# START OF DOCUMENT

In his quarrel with Ritz Einstein uttered his belief that one may restrict oneself without essentially restricting the generality of the consideration. He obviously missed the point.

Eckard! Thanks for your feedback, ignore that idea because it needs about five more years of gestation. I hope to see another essay from you I suspect you have a lot of ideas about what is physically possible and impossible ;)

Brian,

While I feel not too old for obeying a piece of advice from someone perhaps considerably younger, I am not sure what "idea" of mine you are referring to.

What about my criticism concerning the belief in the cochlear traveling wave model which was selected by v. Bekesy and cast in hydro-mathematics by Lighthill, Tianying Ren recently provided direct evidence that there is no backwards traveling wave while the proponents still are claiming the opposite. Referees tend to defend opinions that were awarded by a Nobel price no matter whether or not they are tenable. Several experimental findings by Ren challenged the old tenets. Prof. Ren repeatedly managed to publish unwelcome results in PNAS and Nature neuroscience. However he was unable to publish all data and in particular papers in JASA.

What about the not yet existing future, I see it related, and my criticism of sometimes dirty use of complex numbers is well founded. At least, nobody so far could refute my arguments, and I conclude from obviously unresolved incompatibilities between quantum physics and other putative fundamentals of physics that there is still room for a basic correction. The ultimate argument of physicists against my hints was: This is a matter of philosophy rather than physics. I do not think so.

Eckard,

My apologies, I didn't mean ignore your ideas because I know they are legitimate. I meant ignore my idea about space and time with the convergent fixed point of the cosine function. It was a random thought and I'm going to have to spend a lot of time thinking it through.

Physics will benefit from my of your "ideas":

1)

"Tianying Ren recently provided direct evidence that there is no backwards traveling wave while the proponents still are claiming the opposite."

Physics uses a similar idea of the backward travelling wave to explain the quantum tunneling in the finite square well. I'm glad you mentioned it because I always accepted it and now I'm curious if it is the right explanation.

2)

"What about the not yet existing future, I see it related, and my criticism of sometimes dirty use of complex numbers is well founded."

I agree Eckard in my essay I wanted to rid the wavefunction of imaginary numbers because physicists use them to justify the multiverse and other ridiculous interpretations. I also wanted to show how the future does not yet exist by connecting it to entropy, combinatorics and probability theory. The imaginary numbers violate the axiom of additivity in probability and the theory is still accepted as fact!

# END OF DOCUMENT

#### WHAT THIS EXERCISE ASKS
a: Rewrite everything in the thread from "Physics uses a" down to "accepted as fact!", substituting "non-real numbers" for "imaginary numbers".
b: How many lines of the records contain the string "vegetation", with case counting? Reply with the number alone.

# START OF GIVEN RECORDS

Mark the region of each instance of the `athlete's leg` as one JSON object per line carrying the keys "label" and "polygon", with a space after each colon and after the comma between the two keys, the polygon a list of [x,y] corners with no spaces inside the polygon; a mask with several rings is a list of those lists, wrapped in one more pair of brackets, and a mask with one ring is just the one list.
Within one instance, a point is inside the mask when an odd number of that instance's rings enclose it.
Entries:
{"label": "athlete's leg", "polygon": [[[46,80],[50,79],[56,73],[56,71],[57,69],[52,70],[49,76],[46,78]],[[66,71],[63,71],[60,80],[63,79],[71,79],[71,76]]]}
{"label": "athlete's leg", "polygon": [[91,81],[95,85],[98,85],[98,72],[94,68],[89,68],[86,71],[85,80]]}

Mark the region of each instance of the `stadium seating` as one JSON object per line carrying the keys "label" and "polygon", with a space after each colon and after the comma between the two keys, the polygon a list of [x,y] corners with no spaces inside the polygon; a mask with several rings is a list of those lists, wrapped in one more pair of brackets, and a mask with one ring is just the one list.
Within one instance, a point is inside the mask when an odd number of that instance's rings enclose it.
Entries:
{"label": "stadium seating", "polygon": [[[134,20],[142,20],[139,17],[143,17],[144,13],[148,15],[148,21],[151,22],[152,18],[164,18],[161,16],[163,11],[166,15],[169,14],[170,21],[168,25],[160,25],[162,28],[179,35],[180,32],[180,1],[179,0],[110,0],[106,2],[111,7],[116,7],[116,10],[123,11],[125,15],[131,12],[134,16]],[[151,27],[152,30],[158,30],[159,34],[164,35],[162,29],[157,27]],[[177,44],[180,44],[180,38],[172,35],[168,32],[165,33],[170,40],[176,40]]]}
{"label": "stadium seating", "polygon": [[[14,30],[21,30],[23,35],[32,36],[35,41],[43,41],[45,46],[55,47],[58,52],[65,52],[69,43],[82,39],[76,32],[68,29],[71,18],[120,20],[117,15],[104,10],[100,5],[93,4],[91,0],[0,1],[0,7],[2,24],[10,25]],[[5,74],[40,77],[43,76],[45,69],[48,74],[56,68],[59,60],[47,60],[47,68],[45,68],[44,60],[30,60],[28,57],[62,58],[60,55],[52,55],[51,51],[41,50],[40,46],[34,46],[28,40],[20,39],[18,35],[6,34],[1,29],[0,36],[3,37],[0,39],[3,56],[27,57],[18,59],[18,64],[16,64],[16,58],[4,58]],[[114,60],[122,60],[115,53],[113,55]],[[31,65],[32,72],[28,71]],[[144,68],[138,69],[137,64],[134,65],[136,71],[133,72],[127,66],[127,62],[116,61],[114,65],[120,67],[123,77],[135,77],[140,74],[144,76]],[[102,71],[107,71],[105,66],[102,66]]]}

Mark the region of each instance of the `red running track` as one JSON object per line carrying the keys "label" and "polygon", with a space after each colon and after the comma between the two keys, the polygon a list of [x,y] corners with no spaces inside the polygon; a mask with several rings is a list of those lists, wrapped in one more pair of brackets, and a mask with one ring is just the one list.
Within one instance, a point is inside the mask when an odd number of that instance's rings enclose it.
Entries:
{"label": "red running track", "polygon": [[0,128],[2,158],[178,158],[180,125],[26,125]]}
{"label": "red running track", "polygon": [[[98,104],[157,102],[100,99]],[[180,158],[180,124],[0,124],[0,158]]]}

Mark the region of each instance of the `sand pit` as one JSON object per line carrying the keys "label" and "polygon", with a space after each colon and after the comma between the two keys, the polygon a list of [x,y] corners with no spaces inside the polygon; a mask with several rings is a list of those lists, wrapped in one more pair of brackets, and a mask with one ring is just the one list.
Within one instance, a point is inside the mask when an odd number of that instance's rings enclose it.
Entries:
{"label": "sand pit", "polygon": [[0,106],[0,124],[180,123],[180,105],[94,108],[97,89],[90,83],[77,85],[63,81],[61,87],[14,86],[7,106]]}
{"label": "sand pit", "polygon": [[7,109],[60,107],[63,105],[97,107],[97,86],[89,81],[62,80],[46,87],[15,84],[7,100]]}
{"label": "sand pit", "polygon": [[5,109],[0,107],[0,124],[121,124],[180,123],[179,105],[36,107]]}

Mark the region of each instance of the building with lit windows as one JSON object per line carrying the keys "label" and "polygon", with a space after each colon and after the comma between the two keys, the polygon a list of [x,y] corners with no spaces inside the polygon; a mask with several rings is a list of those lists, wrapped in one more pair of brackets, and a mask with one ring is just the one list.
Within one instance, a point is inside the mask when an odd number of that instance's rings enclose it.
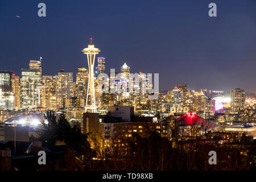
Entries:
{"label": "building with lit windows", "polygon": [[14,109],[11,71],[0,71],[0,110]]}
{"label": "building with lit windows", "polygon": [[55,110],[56,107],[56,76],[43,76],[44,96],[42,96],[43,107],[46,110]]}
{"label": "building with lit windows", "polygon": [[20,109],[20,85],[19,76],[13,74],[11,77],[12,92],[14,96],[14,107],[15,110]]}
{"label": "building with lit windows", "polygon": [[105,57],[98,57],[98,68],[100,73],[105,73]]}
{"label": "building with lit windows", "polygon": [[129,79],[130,67],[128,67],[126,63],[121,68],[121,73],[123,74],[123,76],[126,78],[126,80]]}
{"label": "building with lit windows", "polygon": [[206,107],[207,97],[201,91],[196,91],[193,94],[193,109],[196,112],[204,112]]}
{"label": "building with lit windows", "polygon": [[61,69],[56,76],[57,107],[65,108],[65,100],[73,97],[73,73]]}
{"label": "building with lit windows", "polygon": [[30,60],[29,66],[30,69],[37,69],[39,71],[42,75],[42,65],[40,61]]}
{"label": "building with lit windows", "polygon": [[42,106],[42,77],[38,69],[22,69],[20,79],[22,109]]}
{"label": "building with lit windows", "polygon": [[[78,68],[76,73],[76,92],[75,96],[77,99],[81,100],[81,104],[84,107],[87,92],[87,85],[88,84],[88,70],[85,67]],[[82,101],[82,100],[84,100]]]}
{"label": "building with lit windows", "polygon": [[236,114],[238,111],[238,108],[245,104],[245,92],[239,88],[230,90],[231,98],[231,113]]}

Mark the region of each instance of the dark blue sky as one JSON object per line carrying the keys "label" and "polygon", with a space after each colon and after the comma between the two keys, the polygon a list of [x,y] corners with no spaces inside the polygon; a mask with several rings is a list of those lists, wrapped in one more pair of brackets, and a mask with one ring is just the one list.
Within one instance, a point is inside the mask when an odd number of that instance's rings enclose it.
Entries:
{"label": "dark blue sky", "polygon": [[[208,15],[210,2],[217,17]],[[160,90],[187,83],[256,93],[255,0],[0,0],[0,69],[19,75],[42,56],[43,75],[75,74],[88,66],[81,51],[90,37],[106,72],[125,61],[131,73],[159,73]]]}

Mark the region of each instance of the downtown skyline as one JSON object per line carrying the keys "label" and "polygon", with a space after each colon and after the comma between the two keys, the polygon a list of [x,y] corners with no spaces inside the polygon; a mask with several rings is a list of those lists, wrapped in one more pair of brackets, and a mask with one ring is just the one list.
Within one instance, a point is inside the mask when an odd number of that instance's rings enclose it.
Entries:
{"label": "downtown skyline", "polygon": [[78,67],[87,67],[81,50],[92,37],[102,50],[98,56],[106,57],[106,72],[126,62],[131,73],[159,73],[161,91],[186,83],[191,89],[256,93],[254,1],[217,1],[214,18],[207,16],[206,2],[131,1],[114,7],[100,1],[84,11],[81,4],[45,2],[47,16],[42,18],[36,1],[0,3],[6,25],[0,27],[1,70],[19,75],[30,60],[42,56],[43,75],[61,69],[76,73]]}

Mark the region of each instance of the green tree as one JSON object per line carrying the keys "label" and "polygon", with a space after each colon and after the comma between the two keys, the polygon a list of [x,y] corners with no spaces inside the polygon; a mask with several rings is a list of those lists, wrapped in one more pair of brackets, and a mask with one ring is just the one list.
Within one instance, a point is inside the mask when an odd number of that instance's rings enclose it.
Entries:
{"label": "green tree", "polygon": [[43,146],[64,143],[88,158],[94,155],[95,152],[88,140],[89,134],[82,134],[78,123],[71,127],[64,114],[61,114],[57,121],[55,114],[51,111],[47,111],[46,117],[48,123],[42,122],[38,132],[39,140],[42,141]]}

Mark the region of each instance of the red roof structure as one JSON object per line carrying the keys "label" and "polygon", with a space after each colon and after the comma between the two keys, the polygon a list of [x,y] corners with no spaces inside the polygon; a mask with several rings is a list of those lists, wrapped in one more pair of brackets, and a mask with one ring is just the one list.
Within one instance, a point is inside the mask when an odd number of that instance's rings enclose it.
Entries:
{"label": "red roof structure", "polygon": [[196,115],[196,113],[187,113],[176,119],[179,126],[200,125],[202,129],[209,130],[220,126],[218,124],[205,120]]}

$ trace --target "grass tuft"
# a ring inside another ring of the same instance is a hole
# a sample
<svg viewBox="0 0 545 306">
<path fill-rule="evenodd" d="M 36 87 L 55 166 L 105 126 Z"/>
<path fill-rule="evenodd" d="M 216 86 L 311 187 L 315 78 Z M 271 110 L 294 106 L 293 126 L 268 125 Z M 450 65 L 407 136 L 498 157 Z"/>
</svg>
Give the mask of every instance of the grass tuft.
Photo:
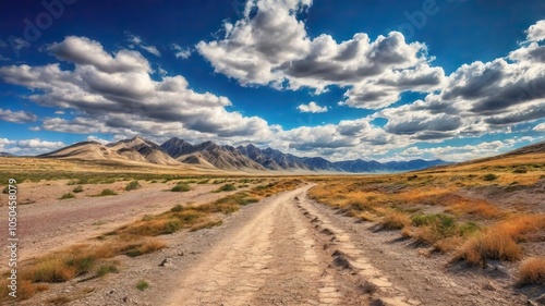
<svg viewBox="0 0 545 306">
<path fill-rule="evenodd" d="M 185 192 L 189 192 L 191 191 L 191 187 L 190 185 L 185 184 L 185 183 L 178 183 L 175 186 L 172 187 L 172 189 L 170 189 L 171 192 L 174 192 L 174 193 L 185 193 Z"/>
<path fill-rule="evenodd" d="M 531 257 L 522 261 L 517 283 L 519 285 L 545 284 L 545 257 Z"/>
<path fill-rule="evenodd" d="M 69 198 L 75 198 L 75 195 L 73 193 L 65 193 L 59 199 L 69 199 Z"/>
<path fill-rule="evenodd" d="M 102 189 L 100 192 L 100 194 L 98 194 L 98 196 L 116 196 L 116 195 L 118 195 L 118 193 L 116 193 L 112 189 L 108 189 L 108 188 L 107 189 Z"/>
<path fill-rule="evenodd" d="M 129 183 L 126 186 L 125 186 L 125 191 L 126 192 L 130 192 L 130 191 L 134 191 L 134 189 L 137 189 L 140 188 L 141 185 L 138 183 L 138 181 L 132 181 L 131 183 Z"/>
<path fill-rule="evenodd" d="M 145 280 L 140 280 L 137 283 L 136 283 L 136 289 L 140 290 L 140 291 L 144 291 L 146 289 L 149 287 L 149 283 L 146 282 Z"/>
</svg>

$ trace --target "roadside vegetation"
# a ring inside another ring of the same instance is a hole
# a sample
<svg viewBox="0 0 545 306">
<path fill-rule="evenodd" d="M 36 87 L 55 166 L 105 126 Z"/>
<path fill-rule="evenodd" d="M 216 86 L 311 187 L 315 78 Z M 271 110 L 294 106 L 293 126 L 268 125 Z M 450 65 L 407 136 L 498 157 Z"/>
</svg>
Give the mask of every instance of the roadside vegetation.
<svg viewBox="0 0 545 306">
<path fill-rule="evenodd" d="M 545 178 L 544 163 L 499 166 L 494 161 L 407 174 L 317 178 L 310 196 L 343 213 L 375 222 L 376 230 L 400 234 L 450 262 L 485 267 L 487 260 L 520 264 L 519 283 L 543 283 L 543 257 L 530 258 L 524 245 L 543 242 L 545 213 L 502 207 L 480 192 L 509 194 L 533 188 Z M 313 180 L 313 179 L 311 179 Z"/>
<path fill-rule="evenodd" d="M 172 234 L 183 229 L 197 231 L 221 225 L 221 216 L 238 211 L 242 206 L 257 203 L 274 194 L 294 189 L 300 183 L 299 180 L 278 180 L 199 206 L 177 205 L 157 216 L 146 215 L 142 220 L 99 235 L 93 242 L 73 245 L 22 262 L 17 278 L 17 298 L 29 298 L 38 292 L 48 290 L 49 284 L 62 283 L 75 278 L 90 280 L 119 273 L 121 267 L 119 260 L 116 259 L 117 256 L 138 257 L 157 252 L 167 247 L 166 242 L 160 238 L 161 235 Z M 110 192 L 106 194 L 109 195 Z M 0 280 L 0 294 L 2 295 L 0 301 L 4 301 L 8 296 L 8 272 L 3 273 Z M 136 287 L 142 291 L 148 286 L 149 283 L 143 280 L 136 283 Z M 70 302 L 61 299 L 53 302 Z"/>
</svg>

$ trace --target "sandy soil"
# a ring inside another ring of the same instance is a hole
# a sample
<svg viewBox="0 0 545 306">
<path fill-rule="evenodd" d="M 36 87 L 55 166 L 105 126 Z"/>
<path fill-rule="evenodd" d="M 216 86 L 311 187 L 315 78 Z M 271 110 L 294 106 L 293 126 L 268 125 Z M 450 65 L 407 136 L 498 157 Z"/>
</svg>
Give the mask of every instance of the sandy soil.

# END OF GIVEN RECORDS

#### RESULTS FOR EACH TASK
a:
Physics uses a similar idea of the backward travelling wave to explain the quantum tunneling in the finite square well. I'm glad you mentioned it because I always accepted it and now I'm curious if it is the right explanation.

2)

"What about the not yet existing future, I see it related, and my criticism of sometimes dirty use of complex numbers is well founded."

I agree Eckard in my essay I wanted to rid the wavefunction of non-real numbers because physicists use them to justify the multiverse and other ridiculous interpretations. I also wanted to show how the future does not yet exist by connecting it to entropy, combinatorics and probability theory. The non-real numbers violate the axiom of additivity in probability and the theory is still accepted as fact!

b: 2